**Opdracht 1**
Uit welke drie onderdelen bestaat het didactisch handelen volgens het fragment over schrijfdidactiek?

+ + + +

Onderbouwing

Waarom een didactiek

Om goed schrijfonderwijs te kunnen geven moet de leerkracht beschikken over een aantal vaardigheden. Deze zijn gekoppeld aan de vijf fasen van het schrijfproces (Paus, 2018). Uit de analyse is duidelijk geworden dat de leerkrachten van De Stappen nog niet over de benodigde leerkrachtvaardigheden beschikken. Dit is een voorwaarde om een goede schrijfinstructie te kunnen geven (Paus, 2018). Om deze reden is de keuze gemaakt om een didactiek te ontwikkelen. Een didactiek is namelijk een onderdeel van de pedagogiek. Het behandelt de regels en de kunst van het onderwijzen. Een didactiek geeft de leerkracht handvatten voor het motiveren van de leerlingen en het opbouwen van hun lessen (NCOI, 2021). Een didactiek is de wetenschappelijke bezinning op het didactisch handelen van de leraar. Het didactisch handelen bestaat uit het voorbereiden, geven en evalueren van lessen (Bonset, 2021). Een methode was geen oplossing, want dit vergroot het probleem, omdat alles al doordacht en uitgewerkt is voor de leerkracht. Zij hoeven de les enkel nog uit te voeren. Uiteindelijk schakelt dit het denken en de expertise van de leerkrachten steeds meer uit. De leerkrachtvaardigheden als leerlijnkennis en inzicht op samenhang van de leerstof worden dan verwaarloosd (Karels, 2020). Om deze reden werkt een methode mijn onderzoeksdoel tegen. Ik wil de leerkrachten juist activeren om zich te verdiepen in schrijfonderwijs en welke leerkrachtvaardigheden daarbij horen. Het gebruik van een didactiek ondersteunt in het activeren van de leerkracht, doordat de leerkrachten zich gaan verdiepen in het didactisch handelen waarin zij tekortkomen, hierdoor zien ze in op welke vlakken ze tekort zijn gekomen.  

Door te werken met een didactiek in plaats van een methode blijft er ook ruimte voor de professionele autonomie van een docent. Professionele autonomie is een natuurlijke kwaliteit van een mens. De professionele autonomie heeft betrekking op de manier waarop de leerkracht invulling geeft aan zijn les. Professionele autonomie van een docent is dus de mogelijkheid om autonoom te kunnen handelen en het hebben van invloed op beslissingen. Dit is onlosmakelijk verbonden met het kunnen geven van goed onderwijs (Lock, 2020). Een docent dient, naast zelfstandigheid, een sterke mate van vrijheid te ervaren. Docenten moeten zelf in kunnen schatten of iets toereikend is of niet. Leermethoden bepalen vaak te veel, waardoor de keuzevrijheid ingeperkt kan worden. Dit is teleurstellend, omdat op een eigen manier lesgeven van belang is voor een professionele docent (Lock, 2020). De leerkracht kan bij het inzetten van deze didactiek zelf keuzes maken en zijn eigen les vormen. De didactiek bevat informatie die het didactisch handelen van de leerkracht ondersteunt (NCOI, 2021). Deze keuze zorgt er dus voor dat de leerkrachten niet gedemotiveerd raken, doordat hen iets wordt opgelegd (Lock, 2020).

+ + + +

**Opdracht 2**
Druk de regels uit de lijst ongewijzigd af, van de regel met "Outline sky below." (die regel inbegrepen) tot en met het einde van de lijst.

+ + + +

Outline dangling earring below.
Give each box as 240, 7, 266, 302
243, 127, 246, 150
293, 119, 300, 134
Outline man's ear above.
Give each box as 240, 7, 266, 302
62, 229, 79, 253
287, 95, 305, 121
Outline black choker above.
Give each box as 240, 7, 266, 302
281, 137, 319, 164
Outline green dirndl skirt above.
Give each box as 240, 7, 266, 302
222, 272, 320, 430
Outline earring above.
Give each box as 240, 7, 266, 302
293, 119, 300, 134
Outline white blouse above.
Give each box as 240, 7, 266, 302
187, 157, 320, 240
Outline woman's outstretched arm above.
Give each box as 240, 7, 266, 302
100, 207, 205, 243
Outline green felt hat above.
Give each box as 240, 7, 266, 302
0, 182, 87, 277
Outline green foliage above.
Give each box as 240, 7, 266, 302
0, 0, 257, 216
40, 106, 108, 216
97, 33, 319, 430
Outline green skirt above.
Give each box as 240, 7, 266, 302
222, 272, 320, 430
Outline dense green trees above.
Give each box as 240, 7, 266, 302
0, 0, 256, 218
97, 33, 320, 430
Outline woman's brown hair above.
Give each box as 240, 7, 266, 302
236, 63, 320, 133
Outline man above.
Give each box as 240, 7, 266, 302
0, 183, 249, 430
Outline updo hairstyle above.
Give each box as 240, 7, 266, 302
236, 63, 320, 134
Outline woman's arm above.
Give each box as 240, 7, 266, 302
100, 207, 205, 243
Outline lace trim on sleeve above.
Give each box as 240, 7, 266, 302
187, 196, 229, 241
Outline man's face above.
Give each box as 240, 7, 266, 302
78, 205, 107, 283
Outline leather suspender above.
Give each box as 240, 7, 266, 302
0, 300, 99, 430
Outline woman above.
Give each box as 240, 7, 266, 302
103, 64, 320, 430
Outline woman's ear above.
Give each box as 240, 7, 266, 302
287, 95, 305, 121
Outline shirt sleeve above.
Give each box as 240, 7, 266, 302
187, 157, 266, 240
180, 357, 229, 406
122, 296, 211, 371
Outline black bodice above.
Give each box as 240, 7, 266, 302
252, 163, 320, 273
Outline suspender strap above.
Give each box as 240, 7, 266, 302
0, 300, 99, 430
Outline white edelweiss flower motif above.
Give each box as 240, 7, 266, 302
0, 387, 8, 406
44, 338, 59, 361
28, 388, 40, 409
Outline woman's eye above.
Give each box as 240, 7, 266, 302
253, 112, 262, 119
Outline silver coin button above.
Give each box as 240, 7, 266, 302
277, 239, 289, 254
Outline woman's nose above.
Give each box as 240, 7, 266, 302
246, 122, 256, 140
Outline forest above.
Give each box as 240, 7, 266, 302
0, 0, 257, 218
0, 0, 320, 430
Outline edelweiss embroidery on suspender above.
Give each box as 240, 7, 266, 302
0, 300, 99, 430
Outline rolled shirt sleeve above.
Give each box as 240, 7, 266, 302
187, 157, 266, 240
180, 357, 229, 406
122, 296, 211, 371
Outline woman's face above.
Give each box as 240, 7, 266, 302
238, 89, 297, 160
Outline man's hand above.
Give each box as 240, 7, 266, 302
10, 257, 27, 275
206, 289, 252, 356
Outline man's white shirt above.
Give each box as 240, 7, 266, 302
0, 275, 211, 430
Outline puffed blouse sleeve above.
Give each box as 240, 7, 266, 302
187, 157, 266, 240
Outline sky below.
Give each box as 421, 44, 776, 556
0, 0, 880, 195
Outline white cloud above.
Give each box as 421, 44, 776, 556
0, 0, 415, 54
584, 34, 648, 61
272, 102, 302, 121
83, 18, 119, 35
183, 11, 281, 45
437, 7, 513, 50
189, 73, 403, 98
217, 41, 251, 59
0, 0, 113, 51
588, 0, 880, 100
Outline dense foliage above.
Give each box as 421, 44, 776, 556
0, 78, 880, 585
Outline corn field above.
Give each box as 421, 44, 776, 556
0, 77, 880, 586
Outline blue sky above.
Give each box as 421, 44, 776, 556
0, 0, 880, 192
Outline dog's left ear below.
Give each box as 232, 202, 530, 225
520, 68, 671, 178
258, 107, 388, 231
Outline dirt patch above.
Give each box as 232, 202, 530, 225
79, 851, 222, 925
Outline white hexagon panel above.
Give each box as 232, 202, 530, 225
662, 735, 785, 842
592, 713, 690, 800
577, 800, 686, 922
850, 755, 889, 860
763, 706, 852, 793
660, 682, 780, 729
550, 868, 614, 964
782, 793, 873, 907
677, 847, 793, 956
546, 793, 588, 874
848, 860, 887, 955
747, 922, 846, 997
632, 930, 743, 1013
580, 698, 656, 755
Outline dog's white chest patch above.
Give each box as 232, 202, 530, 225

+ + + +

**Verwacht antwoord 1**
Uit het voorbereiden, geven en evalueren van lessen.

**Verwacht antwoord 2**
Outline sky below.
Give each box as 421, 44, 776, 556
0, 0, 880, 195
Outline white cloud above.
Give each box as 421, 44, 776, 556
0, 0, 415, 54
584, 34, 648, 61
272, 102, 302, 121
83, 18, 119, 35
183, 11, 281, 45
437, 7, 513, 50
189, 73, 403, 98
217, 41, 251, 59
0, 0, 113, 51
588, 0, 880, 100
Outline dense foliage above.
Give each box as 421, 44, 776, 556
0, 78, 880, 585
Outline corn field above.
Give each box as 421, 44, 776, 556
0, 77, 880, 586
Outline blue sky above.
Give each box as 421, 44, 776, 556
0, 0, 880, 192
Outline dog's left ear below.
Give each box as 232, 202, 530, 225
520, 68, 671, 178
258, 107, 388, 231
Outline dirt patch above.
Give each box as 232, 202, 530, 225
79, 851, 222, 925
Outline white hexagon panel above.
Give each box as 232, 202, 530, 225
662, 735, 785, 842
592, 713, 690, 800
577, 800, 686, 922
850, 755, 889, 860
763, 706, 852, 793
660, 682, 780, 729
550, 868, 614, 964
782, 793, 873, 907
677, 847, 793, 956
546, 793, 588, 874
848, 860, 887, 955
747, 922, 846, 997
632, 930, 743, 1013
580, 698, 656, 755
Outline dog's white chest patch above.
Give each box as 232, 202, 530, 225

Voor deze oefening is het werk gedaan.